Lines before the one containing "Category: truck tailgate" in the records below are to be left out; that line and all after it, through the end, are to be retyped exactly.
Data under study START
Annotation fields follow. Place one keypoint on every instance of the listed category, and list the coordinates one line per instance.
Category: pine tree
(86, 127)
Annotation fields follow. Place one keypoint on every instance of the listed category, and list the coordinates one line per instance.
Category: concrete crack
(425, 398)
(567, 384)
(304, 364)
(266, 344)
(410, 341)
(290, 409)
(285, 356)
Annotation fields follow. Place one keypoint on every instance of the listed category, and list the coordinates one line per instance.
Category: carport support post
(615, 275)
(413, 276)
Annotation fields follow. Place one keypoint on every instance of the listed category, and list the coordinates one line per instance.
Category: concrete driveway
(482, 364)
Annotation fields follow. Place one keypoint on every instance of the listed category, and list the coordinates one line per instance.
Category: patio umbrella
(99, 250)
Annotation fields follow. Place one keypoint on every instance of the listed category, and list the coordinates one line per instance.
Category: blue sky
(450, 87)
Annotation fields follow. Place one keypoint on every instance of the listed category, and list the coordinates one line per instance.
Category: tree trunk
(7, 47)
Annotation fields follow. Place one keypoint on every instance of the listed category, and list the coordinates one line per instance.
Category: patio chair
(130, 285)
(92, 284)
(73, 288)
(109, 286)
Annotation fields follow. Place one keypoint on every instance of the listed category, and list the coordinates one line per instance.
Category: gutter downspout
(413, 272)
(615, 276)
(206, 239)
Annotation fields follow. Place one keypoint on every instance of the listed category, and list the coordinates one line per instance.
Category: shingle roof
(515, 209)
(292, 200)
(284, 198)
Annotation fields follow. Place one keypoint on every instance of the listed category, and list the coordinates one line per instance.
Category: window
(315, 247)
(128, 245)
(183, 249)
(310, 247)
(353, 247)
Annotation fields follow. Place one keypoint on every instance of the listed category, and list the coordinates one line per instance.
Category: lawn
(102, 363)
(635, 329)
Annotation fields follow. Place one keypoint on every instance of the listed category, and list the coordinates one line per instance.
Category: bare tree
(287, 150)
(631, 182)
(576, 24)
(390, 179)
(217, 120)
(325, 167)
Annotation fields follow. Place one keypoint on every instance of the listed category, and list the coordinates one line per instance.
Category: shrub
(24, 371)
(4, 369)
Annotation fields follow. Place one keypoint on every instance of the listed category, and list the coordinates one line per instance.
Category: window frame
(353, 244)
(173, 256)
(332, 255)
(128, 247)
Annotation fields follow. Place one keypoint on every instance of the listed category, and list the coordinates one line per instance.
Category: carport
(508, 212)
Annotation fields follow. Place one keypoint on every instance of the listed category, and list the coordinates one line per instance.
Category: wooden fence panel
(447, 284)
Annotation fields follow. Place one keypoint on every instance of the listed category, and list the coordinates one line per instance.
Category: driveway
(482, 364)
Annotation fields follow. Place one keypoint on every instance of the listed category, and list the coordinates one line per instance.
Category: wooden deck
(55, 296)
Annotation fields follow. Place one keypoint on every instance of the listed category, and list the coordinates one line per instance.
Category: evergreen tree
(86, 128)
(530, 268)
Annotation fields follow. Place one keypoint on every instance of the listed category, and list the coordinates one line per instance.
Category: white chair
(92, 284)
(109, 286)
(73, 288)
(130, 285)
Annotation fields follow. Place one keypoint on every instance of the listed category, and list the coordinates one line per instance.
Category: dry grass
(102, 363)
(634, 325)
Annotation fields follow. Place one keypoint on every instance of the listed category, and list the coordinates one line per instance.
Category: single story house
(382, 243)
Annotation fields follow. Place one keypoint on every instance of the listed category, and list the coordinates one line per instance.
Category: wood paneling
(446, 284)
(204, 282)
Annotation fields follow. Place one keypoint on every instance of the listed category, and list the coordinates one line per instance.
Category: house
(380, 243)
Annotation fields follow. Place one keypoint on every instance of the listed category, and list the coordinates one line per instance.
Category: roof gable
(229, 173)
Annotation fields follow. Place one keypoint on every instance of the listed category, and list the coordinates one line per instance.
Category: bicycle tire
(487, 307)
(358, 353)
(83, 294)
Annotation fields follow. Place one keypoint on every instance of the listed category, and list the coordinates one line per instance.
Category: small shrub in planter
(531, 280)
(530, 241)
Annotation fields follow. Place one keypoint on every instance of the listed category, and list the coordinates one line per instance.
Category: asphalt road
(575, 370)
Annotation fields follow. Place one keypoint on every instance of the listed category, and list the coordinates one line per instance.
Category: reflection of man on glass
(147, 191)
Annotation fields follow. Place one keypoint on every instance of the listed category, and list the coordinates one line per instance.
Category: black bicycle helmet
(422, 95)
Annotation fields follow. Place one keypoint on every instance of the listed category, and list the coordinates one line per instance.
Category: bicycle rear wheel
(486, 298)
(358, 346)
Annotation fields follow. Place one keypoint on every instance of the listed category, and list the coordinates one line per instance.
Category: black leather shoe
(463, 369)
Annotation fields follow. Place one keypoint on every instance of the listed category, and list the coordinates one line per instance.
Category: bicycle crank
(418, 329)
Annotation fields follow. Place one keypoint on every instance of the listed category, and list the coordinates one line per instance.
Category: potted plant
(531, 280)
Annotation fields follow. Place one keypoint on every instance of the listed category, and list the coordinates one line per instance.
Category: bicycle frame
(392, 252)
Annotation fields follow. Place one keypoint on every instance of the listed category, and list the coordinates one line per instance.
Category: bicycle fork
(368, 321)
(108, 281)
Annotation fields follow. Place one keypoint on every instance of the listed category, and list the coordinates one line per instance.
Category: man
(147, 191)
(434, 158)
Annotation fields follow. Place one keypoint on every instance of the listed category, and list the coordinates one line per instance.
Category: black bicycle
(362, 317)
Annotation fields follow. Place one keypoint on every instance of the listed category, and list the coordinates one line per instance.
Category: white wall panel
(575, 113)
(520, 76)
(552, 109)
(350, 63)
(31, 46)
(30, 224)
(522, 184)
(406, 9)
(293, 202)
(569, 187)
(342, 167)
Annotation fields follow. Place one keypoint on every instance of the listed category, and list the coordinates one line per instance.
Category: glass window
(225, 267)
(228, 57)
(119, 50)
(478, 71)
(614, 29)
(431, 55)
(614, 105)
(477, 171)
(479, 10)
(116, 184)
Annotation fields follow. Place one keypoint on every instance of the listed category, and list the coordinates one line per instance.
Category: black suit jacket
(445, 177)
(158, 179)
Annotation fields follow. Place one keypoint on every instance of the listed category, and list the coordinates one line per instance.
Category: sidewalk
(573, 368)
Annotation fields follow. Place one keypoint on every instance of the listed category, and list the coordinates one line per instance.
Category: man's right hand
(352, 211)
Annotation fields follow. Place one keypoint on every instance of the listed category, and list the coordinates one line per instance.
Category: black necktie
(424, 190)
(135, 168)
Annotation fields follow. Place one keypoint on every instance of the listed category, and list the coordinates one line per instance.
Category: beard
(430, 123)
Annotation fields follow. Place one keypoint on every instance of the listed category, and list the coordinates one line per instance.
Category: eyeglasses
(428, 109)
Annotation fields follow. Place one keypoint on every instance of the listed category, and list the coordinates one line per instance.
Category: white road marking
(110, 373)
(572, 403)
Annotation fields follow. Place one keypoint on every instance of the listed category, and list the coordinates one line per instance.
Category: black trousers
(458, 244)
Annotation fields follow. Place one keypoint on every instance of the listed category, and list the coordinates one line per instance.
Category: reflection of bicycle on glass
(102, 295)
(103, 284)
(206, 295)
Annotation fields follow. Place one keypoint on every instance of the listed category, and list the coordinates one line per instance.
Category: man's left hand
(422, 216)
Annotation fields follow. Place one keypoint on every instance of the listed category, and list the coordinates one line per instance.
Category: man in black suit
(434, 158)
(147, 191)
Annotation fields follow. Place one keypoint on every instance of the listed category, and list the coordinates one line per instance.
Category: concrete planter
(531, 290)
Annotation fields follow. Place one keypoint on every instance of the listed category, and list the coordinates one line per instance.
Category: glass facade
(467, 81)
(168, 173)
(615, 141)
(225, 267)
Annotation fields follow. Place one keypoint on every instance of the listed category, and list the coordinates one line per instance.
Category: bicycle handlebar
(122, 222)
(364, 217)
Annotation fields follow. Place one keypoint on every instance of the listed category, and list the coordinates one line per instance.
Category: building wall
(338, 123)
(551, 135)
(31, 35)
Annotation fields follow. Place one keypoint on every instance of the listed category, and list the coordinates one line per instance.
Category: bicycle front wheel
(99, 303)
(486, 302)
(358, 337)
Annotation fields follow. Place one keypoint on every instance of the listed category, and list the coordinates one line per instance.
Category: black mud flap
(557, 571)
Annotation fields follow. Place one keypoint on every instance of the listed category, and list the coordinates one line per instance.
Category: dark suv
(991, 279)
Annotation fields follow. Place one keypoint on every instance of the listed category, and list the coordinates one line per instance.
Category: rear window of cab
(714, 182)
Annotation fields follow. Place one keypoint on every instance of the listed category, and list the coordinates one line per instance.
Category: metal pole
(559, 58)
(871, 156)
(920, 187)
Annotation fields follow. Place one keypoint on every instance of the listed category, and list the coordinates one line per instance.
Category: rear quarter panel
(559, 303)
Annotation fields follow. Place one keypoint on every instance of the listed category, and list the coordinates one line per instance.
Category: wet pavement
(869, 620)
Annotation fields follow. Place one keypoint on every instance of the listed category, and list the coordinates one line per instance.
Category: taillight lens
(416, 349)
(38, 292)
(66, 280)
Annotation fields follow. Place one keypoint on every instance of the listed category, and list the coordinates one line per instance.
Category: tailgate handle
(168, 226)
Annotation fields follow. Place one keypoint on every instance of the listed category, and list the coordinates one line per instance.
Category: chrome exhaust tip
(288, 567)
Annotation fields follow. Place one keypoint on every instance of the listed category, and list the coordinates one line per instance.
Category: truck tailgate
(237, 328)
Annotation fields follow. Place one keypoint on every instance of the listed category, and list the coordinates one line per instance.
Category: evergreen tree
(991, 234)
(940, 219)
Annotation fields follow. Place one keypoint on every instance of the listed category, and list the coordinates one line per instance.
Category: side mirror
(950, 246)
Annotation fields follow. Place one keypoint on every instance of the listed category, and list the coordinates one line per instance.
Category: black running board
Data under study END
Written answer>
Category: truck tailgate
(237, 328)
Annotation fields follow. Place one keypoint on every instance of the listed category, and list the coordinates one line per instance.
Category: evergreen tree
(991, 234)
(940, 219)
Annotation fields follow. Place one keypoint on every instance of the listed category, and list the coordinates one line per instance.
Category: side mirror
(950, 246)
Annotation fields follow. Place one keypoint on every instance of the listed category, and list the coordinates one line per instance.
Category: black running board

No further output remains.